WORK INSTRUCTIONS: Edit the items below by replacing "innermost point" with "center point" wherever it occurs, and reproduce them with no other changes.

— begin —

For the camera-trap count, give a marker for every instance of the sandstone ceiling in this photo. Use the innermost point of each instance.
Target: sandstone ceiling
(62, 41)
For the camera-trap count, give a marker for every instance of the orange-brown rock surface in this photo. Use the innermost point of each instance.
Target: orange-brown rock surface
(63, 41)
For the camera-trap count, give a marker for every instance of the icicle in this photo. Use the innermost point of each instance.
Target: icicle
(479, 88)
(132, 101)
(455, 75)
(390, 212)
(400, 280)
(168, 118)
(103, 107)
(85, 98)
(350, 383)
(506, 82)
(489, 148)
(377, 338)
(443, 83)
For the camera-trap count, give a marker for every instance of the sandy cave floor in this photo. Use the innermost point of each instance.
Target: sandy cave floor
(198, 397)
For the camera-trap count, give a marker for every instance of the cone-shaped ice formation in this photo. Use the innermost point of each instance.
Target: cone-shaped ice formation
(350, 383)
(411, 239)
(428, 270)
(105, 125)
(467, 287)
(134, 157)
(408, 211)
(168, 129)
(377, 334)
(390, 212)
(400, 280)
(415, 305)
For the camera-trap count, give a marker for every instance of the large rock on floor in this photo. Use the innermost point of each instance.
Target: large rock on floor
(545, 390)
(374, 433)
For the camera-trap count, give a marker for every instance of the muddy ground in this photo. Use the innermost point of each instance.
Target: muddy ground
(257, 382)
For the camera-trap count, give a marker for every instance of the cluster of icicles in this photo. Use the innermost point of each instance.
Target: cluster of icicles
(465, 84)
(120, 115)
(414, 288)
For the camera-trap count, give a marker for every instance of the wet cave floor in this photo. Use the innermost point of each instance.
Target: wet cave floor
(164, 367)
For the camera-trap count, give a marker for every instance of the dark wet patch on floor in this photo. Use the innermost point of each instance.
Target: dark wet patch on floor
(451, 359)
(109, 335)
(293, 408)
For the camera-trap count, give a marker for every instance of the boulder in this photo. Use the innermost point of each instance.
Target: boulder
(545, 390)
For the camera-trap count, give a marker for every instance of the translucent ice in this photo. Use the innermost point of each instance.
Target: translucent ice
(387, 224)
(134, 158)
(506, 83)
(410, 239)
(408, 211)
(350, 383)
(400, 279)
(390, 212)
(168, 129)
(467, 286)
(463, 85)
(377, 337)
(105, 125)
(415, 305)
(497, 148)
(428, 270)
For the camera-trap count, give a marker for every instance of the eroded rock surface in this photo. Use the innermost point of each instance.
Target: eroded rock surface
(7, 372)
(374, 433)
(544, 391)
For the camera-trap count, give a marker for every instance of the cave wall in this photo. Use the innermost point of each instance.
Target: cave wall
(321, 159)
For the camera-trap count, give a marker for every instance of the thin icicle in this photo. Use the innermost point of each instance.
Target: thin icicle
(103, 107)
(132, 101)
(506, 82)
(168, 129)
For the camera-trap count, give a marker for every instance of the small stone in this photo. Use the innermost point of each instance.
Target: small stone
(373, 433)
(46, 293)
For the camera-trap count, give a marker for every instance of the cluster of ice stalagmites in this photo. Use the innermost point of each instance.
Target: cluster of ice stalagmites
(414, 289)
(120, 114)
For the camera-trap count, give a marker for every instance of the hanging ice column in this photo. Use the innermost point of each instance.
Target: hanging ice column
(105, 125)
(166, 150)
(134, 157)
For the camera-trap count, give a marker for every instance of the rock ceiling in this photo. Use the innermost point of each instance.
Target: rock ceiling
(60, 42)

— end —

PROBLEM SOLUTION:
For the camera-trap count, give a marker for every instance of the sandstone ceiling in this photo. Use the center point of each instance.
Target: sandstone ceiling
(62, 41)
For the camera-trap count, give a marker for every instance of the orange-brown rock surface in this photo. Use the center point of each instance.
Target: orange-brown rock surface
(63, 41)
For the camera-trap count, give a marker for every instance of the icicle in this photo. Use the center point of each instance.
Target: icicle
(479, 88)
(132, 101)
(455, 75)
(390, 212)
(400, 280)
(168, 118)
(103, 107)
(85, 98)
(350, 383)
(506, 82)
(489, 148)
(377, 338)
(443, 83)
For the camera-trap count, give a marker for every instance of the sandy cave floor in this photo. Use the center point of each instance.
Target: sandy cave floor
(198, 397)
For the camera-trap count, give a marker for every instance of the cone-shaped ice formation in this photo. Use the center point of each instance.
Target: cone-shaped ice formation
(350, 383)
(411, 239)
(428, 270)
(105, 125)
(467, 287)
(134, 157)
(408, 211)
(168, 129)
(377, 334)
(390, 212)
(400, 280)
(415, 305)
For the camera-trap count, give a marker for every instance of the large rock on floor in this photo. Use the center point of each instance.
Target: large rock on floor
(545, 390)
(374, 433)
For the camera-trap count, give a marker for every instance of the muddy ground in this photo. Use the center point of each instance.
Target: muddy ground
(257, 382)
For the camera-trap count, give a marker for every instance of the cluster of icicles in this photo. Use the center point of each instance.
Target: cluster of icicles
(465, 84)
(120, 115)
(414, 288)
For the camera-trap count, give a marker for every instance of the wet cave floor in this photo. Use the center point of each instance.
Target: wet cave floor
(164, 367)
For the camera-trap count, give a marker for every instance of the dark wet patch on floor in this photo. Use the center point of each instance.
Target: dark wet patch on floor
(451, 359)
(109, 335)
(293, 408)
For the camera-trap count, give a marker for every instance of the boulder in this photo. Use the center point of each instance.
Target: boulder
(545, 390)
For the camera-trap count, give a marker for every instance of the translucent ice in this photo. Use the center point of each instance.
Target: translucent ice
(387, 224)
(134, 158)
(506, 83)
(410, 239)
(408, 211)
(350, 383)
(400, 279)
(390, 212)
(168, 129)
(467, 286)
(463, 85)
(377, 337)
(105, 125)
(415, 305)
(497, 148)
(428, 270)
For the camera-trap count, give a marker for every instance of the eroded rock surface in this photo. Use the center point of each instance.
Target: eroded rock surface
(7, 372)
(374, 433)
(544, 391)
For the camera-trap count, give a marker for every instance of the cave wall in this photo. Use the center point of each instance.
Target: cave wall
(321, 159)
For the camera-trap count, give a marker for every instance of the thin icicle in this photo. Use the center point of each instance.
Target: thin icicle
(103, 107)
(132, 101)
(506, 82)
(168, 129)
For the camera-trap count, give a marker for every instance of the small stone in this photo. Use the center point of each instance.
Target: small stone
(373, 433)
(46, 293)
For the camera-trap count, give a marker for every instance of the cluster of ice stalagmites in this photo. Use the center point of each instance.
Target: cluster of ice stalagmites
(414, 289)
(120, 114)
For the camera-trap count, give a marker for every instance of the hanging ice column in this photo. Use the center point of each instance.
Target: hanging ice column
(105, 125)
(166, 150)
(134, 157)
For the camera-trap count, give a marker for every instance of the rock ceiling in this photo. Use the center point of each instance.
Target: rock ceiling
(60, 42)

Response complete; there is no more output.